*Consignes*:
1. Dressez la liste de tous les noms propres de lieux (ville, région, fleuve, pays) cités dans l'article sur la pénurie de médecins en France.
2. Rédigez la suite de l'article sur la pénurie de médecins en France, à partir de sa dernière phrase.

« Attendre deux ans pour voir un cardiologue ce n’est pas acceptable. On sera mort avant! » Dans la salle municipale de Montargis, la femme en rose est chaudement applaudie. Hors Paris et les grandes villes, le système de santé français sombre, faute de médecins.
C’est un paradoxe au pays de la « sécurité sociale » qui, depuis l’après-Seconde guerre mondiale, garantit à tous l’accès gratuit aux soins, même pour les protocoles les plus lourds, et un motif de colère des « gilets jaunes » qui se mobilisent depuis la mi-novembre contre le gouvernement et la politique du président Emmanuel Macron.
A Montargis, 100 km au sud de Paris, la mobilisation est particulièrement suivie. Plus aucun généraliste en exercice n’accepte de nouveaux patients dans cette ville de 15.000 habitants. La région, le Centre-Val de Loire – qui s’étend jusqu’aux châteaux des rois de France sur la Loire – présente la plus faible densité médicale de France avec 76 généralistes pour 100.000 habitants, selon l’Atlas de l’Ordre des médecins, bonne dernière sur le territoire métropolitain.
Fracture territoriale
« On vit une fracture territoriale », constate Jean-Pierre Door, député de la ville et cardiologue. « Les métropoles ont siphonné les territoires ruraux ».
En cause, la démographie médicale, explique-t-il: des médecins qui vieillissent et prennent leur retraite sans être remplacés faute de relève, héritage notamment d’une politique qui a consisté depuis 40 ans à faire de la première année de médecine un déprimant goulot d’étranglement qui élimine 80% des étudiants. Dans les années 2000, on en laissait passer 3.500 par an – dont 8% seulement ont choisi la médecine générale.
« Plus personne ne veut vivre comme ces médecins d’autrefois, qui travaillaient 20 heures par jour, sept jours sur sept », relève-t-il.

*Données de pointage d'expressions référentielles*:
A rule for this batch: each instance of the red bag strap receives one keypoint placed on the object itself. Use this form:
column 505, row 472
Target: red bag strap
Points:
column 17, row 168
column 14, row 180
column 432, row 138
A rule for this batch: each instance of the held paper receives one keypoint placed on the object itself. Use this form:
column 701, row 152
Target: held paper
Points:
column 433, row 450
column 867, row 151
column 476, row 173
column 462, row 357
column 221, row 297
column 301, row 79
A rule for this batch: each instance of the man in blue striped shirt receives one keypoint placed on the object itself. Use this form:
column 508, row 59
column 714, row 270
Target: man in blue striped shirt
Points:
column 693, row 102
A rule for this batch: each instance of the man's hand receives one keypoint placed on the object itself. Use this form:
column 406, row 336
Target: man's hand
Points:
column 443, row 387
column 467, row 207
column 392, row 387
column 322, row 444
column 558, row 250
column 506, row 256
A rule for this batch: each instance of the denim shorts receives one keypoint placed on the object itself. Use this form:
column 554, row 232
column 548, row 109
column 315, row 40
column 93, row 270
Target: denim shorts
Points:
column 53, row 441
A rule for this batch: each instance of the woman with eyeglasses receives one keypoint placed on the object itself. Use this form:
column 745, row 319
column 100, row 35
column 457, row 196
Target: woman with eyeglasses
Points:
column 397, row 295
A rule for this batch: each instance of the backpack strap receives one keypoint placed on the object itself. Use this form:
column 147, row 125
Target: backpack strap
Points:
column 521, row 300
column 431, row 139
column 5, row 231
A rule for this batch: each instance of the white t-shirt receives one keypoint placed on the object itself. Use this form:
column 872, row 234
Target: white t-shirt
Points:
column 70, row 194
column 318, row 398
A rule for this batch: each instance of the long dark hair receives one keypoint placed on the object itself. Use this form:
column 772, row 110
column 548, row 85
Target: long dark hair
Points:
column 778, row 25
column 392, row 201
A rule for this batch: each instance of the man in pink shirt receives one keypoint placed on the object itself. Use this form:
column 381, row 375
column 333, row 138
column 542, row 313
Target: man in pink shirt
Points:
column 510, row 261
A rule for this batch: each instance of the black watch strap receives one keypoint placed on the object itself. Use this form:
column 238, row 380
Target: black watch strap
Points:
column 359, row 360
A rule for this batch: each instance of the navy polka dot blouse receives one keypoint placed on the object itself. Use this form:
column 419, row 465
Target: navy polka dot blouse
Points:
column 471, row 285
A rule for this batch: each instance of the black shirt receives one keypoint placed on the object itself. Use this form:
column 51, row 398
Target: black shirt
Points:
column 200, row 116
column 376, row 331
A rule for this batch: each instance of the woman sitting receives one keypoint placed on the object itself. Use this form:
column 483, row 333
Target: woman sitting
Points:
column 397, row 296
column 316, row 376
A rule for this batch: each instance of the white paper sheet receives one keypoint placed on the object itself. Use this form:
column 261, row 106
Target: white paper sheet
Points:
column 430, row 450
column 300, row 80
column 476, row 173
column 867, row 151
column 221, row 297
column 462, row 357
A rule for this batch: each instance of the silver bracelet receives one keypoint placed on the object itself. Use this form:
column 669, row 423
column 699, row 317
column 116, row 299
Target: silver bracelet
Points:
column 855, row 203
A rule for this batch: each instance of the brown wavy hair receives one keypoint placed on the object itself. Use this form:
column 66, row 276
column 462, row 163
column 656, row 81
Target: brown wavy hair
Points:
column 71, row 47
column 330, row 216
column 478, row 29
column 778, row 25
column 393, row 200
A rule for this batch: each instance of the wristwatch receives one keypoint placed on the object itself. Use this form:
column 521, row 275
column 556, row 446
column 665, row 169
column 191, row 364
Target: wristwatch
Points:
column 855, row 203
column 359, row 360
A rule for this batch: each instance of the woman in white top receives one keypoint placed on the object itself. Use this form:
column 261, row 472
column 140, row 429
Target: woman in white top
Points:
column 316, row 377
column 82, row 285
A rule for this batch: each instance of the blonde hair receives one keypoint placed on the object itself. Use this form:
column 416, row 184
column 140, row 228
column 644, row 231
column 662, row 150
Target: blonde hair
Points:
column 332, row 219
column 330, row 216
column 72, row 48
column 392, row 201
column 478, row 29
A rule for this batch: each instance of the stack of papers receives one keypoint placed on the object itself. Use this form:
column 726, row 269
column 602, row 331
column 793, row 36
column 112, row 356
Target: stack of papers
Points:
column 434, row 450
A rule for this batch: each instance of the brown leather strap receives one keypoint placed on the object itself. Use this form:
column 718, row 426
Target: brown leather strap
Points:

*Réponses*:
1.
- Montargis
- Paris
- Centre-Val de Loire
- Loire
- France

2.
Face à l’urgence, Emmanuel Macron a annoncé une réforme des études, « mais il faut 12 ans pour former un praticien » rappelle le député. Bien que proche de la capitale, bien desservie par une autoroute, la ville de Montargis « vit une désertification identique à toute la France ».
Conséquence, l’hôpital, seul établissement pour un bassin potentiel de 150.000 habitants, voit ses urgences submergées malgré ses 130 médecins: « Il y a 15 ans, elles recevaient 15.000 patients par an, aujourd’hui c’est 60.000 avec 5 à 6 heures d’attente » note l’élu. Sur ce nombre, plus de 60% ne concernent pas une véritable urgence mais une simple otite ou un bobo, voire un renouvellement d’ordonnance, précise-t-il.
Plus grave, le suivi médical des patients n’est plus garanti.
Installé depuis quelques mois à Montargis, le jeune cancérologue François Camus ne cache pas sa surprise: « Je vois ici des cancers à des stades avancés, avec des atteintes périphériques. Faute de médecins traitants, le diagnostic a été trop tardif. »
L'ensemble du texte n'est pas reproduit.